• **Position identification records**
* * * * *
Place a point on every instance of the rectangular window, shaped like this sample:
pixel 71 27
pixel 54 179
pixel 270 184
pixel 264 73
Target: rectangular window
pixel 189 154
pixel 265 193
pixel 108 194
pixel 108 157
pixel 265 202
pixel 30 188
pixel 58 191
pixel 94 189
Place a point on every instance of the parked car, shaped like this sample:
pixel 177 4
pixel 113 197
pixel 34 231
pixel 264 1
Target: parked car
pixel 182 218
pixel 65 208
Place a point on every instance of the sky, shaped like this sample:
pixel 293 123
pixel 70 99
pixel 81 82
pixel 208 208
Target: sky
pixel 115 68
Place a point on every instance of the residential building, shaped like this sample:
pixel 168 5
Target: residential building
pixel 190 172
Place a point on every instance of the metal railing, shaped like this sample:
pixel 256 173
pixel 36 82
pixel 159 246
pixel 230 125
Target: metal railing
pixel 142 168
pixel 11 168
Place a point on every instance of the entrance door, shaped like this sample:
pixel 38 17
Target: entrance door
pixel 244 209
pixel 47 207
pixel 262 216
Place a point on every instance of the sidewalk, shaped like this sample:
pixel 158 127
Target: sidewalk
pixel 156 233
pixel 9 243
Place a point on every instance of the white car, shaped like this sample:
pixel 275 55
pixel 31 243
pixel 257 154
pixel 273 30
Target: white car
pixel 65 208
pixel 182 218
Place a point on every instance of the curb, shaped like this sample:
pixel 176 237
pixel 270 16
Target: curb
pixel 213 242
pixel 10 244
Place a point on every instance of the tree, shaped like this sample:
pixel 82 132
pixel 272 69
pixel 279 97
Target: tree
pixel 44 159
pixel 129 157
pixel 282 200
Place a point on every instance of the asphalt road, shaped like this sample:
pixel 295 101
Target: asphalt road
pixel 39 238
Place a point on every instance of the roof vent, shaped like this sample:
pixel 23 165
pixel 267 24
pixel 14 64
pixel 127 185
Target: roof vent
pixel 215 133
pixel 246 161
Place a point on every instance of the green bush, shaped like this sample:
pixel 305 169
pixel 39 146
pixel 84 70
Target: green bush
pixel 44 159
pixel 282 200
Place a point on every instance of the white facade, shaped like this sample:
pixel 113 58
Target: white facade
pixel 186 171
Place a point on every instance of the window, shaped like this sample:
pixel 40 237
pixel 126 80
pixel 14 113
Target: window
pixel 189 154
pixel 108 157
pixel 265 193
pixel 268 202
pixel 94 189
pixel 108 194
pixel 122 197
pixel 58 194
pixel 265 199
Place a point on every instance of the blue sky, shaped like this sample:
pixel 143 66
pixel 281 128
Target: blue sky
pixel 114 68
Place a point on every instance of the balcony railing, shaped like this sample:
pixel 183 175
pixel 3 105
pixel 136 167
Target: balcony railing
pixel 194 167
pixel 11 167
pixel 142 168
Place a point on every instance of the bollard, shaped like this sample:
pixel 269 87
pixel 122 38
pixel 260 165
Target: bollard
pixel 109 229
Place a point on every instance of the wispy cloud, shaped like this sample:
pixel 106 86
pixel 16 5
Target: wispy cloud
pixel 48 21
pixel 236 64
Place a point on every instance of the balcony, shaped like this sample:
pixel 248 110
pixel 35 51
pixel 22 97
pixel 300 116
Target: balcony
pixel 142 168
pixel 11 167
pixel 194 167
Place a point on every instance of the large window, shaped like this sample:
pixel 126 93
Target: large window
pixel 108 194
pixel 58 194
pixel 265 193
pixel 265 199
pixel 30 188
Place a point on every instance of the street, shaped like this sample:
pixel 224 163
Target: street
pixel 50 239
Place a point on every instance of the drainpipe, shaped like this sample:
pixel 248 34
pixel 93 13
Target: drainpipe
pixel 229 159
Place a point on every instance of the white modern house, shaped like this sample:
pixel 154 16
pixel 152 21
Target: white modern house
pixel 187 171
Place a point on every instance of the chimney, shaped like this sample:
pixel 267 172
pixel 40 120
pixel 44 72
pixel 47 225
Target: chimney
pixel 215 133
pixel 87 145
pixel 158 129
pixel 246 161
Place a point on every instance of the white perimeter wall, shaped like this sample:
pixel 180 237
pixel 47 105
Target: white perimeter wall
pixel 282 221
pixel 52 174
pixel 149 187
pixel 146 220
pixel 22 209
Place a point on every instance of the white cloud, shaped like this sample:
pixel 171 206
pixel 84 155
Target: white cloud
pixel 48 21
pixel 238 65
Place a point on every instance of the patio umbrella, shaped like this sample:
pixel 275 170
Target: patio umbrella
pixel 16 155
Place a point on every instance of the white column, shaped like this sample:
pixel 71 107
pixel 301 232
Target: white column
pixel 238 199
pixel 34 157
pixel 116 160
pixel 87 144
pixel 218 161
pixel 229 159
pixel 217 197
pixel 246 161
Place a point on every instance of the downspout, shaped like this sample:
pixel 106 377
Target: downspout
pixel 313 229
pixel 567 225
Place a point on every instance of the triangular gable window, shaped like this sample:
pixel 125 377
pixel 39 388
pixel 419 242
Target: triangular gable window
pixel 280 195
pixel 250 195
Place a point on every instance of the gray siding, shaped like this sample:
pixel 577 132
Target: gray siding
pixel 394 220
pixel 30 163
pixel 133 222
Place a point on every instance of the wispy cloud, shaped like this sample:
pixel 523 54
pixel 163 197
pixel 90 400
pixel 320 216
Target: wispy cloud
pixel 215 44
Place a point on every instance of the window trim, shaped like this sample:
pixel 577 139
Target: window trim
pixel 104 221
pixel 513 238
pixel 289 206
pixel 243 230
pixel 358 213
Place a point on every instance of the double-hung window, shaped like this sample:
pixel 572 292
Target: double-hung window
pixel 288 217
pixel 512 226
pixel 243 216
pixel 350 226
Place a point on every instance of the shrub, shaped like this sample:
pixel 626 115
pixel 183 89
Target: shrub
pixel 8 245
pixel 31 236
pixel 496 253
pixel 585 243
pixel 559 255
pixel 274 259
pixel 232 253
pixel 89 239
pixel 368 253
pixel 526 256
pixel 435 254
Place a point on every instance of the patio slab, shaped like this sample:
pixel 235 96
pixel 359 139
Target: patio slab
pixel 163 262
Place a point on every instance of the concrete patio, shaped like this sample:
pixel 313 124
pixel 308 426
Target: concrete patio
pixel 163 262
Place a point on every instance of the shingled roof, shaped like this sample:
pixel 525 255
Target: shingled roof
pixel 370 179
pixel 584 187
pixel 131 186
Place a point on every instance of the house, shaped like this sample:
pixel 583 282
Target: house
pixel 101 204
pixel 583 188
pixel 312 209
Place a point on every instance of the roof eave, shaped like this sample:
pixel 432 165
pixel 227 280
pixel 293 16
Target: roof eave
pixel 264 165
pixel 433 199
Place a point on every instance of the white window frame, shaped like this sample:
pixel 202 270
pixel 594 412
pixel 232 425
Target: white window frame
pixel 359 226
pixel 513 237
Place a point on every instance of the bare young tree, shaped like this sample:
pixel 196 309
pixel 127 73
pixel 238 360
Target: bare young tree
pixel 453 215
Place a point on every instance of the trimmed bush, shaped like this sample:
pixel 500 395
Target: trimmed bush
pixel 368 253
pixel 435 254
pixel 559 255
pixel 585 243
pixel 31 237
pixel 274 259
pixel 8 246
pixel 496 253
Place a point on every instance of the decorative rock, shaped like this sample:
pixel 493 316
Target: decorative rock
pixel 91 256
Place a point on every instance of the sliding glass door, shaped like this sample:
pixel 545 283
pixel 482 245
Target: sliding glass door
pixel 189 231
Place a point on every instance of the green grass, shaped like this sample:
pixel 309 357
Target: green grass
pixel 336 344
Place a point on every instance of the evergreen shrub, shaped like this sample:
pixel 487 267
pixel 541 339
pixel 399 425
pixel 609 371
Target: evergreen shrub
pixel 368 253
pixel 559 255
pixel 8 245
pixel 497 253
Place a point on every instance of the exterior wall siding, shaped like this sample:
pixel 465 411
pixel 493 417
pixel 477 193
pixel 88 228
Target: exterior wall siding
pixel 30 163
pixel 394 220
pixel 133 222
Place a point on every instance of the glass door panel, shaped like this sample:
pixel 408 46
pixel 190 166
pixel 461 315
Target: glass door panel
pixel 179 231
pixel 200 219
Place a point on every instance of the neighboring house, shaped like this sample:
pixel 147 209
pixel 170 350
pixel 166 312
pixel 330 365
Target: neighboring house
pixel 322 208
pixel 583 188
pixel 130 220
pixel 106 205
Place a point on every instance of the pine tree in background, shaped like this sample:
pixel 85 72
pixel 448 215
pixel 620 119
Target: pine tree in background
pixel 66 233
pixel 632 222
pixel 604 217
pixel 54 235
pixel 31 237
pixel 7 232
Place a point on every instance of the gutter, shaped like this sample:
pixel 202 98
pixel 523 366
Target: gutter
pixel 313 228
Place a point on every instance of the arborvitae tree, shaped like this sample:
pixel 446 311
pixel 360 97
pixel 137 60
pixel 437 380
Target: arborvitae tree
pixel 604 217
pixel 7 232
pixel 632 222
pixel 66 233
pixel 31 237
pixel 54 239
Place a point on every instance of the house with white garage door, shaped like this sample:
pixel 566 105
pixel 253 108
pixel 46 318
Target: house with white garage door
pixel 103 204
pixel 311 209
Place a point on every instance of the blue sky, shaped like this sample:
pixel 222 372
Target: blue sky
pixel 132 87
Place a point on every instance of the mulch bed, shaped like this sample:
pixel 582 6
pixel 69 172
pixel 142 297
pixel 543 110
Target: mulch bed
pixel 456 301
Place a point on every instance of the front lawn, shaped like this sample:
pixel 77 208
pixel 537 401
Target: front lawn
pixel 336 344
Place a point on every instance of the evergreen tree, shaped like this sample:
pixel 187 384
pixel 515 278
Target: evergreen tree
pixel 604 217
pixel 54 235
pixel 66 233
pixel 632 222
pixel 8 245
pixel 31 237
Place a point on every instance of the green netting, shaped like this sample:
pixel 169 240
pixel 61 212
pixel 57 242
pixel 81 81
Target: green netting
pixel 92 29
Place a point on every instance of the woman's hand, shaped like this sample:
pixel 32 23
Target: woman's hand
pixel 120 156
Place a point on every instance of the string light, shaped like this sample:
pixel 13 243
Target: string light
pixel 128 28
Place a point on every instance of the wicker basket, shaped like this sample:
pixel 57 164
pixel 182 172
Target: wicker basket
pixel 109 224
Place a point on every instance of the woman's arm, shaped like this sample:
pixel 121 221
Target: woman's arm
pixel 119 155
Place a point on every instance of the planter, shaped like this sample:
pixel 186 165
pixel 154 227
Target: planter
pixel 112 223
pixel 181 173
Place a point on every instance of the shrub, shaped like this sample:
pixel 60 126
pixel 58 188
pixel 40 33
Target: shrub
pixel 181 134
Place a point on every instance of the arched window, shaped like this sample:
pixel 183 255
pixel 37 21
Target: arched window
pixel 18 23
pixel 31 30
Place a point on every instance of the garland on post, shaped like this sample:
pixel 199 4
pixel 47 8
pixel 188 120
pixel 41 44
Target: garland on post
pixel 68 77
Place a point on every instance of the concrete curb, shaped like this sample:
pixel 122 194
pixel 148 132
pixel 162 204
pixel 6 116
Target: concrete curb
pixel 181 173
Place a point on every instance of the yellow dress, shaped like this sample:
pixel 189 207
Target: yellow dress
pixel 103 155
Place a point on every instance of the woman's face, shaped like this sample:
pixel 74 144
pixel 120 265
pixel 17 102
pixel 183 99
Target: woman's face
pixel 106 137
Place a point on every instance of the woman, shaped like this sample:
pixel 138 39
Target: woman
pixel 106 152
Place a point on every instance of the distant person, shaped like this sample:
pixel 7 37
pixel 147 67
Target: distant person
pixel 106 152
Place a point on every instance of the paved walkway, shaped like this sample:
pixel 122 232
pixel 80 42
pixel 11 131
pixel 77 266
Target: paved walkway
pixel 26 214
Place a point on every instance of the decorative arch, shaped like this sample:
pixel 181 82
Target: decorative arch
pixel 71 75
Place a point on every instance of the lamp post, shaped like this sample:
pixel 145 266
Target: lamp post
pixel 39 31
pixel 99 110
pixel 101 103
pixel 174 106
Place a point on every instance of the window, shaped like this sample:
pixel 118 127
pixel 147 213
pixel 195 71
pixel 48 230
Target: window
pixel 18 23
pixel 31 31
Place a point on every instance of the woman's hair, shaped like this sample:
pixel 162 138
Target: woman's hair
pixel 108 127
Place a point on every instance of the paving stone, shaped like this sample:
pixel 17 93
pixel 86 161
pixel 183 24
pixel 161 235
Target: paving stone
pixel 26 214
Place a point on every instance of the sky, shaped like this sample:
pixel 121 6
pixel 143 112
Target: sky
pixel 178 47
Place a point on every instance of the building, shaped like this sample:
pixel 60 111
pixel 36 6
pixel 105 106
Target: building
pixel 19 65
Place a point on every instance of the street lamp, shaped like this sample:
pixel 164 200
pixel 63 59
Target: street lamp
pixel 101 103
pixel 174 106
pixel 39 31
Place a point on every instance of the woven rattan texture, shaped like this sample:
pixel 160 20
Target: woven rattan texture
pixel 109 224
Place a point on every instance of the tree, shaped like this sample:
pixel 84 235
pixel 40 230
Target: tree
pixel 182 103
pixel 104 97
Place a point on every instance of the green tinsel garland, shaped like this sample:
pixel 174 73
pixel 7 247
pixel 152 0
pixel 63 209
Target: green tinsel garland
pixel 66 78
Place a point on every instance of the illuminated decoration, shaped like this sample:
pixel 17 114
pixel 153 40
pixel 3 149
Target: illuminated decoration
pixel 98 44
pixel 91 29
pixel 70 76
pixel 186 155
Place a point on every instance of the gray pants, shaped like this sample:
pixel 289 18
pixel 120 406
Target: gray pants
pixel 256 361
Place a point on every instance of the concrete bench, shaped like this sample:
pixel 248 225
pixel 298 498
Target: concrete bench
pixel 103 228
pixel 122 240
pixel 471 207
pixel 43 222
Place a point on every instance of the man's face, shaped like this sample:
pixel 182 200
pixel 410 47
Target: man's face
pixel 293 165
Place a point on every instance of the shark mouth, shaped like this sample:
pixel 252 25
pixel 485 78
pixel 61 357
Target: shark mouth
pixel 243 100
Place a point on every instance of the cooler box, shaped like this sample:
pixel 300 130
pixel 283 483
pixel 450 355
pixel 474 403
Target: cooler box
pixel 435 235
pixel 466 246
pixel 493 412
* * * * *
• **GOAL OF THE EXERCISE**
Arrange the lines of the material above as a JSON list of strings, one string per line and no blank lines. Begin at the line that has "Place a point on every instance of the green grass, shaped" and stop after the line that has "pixel 497 253".

• **SOLUTION TO THE PROBLEM**
[
  "Place a point on every instance of the green grass, shaped like this sample:",
  "pixel 309 357",
  "Target: green grass",
  "pixel 336 344",
  "Place a point on every instance of the evergreen shrub, shaped like this sample:",
  "pixel 487 267",
  "pixel 541 339",
  "pixel 399 425",
  "pixel 609 371",
  "Target: evergreen shrub",
  "pixel 368 253",
  "pixel 559 255",
  "pixel 8 245",
  "pixel 497 253"
]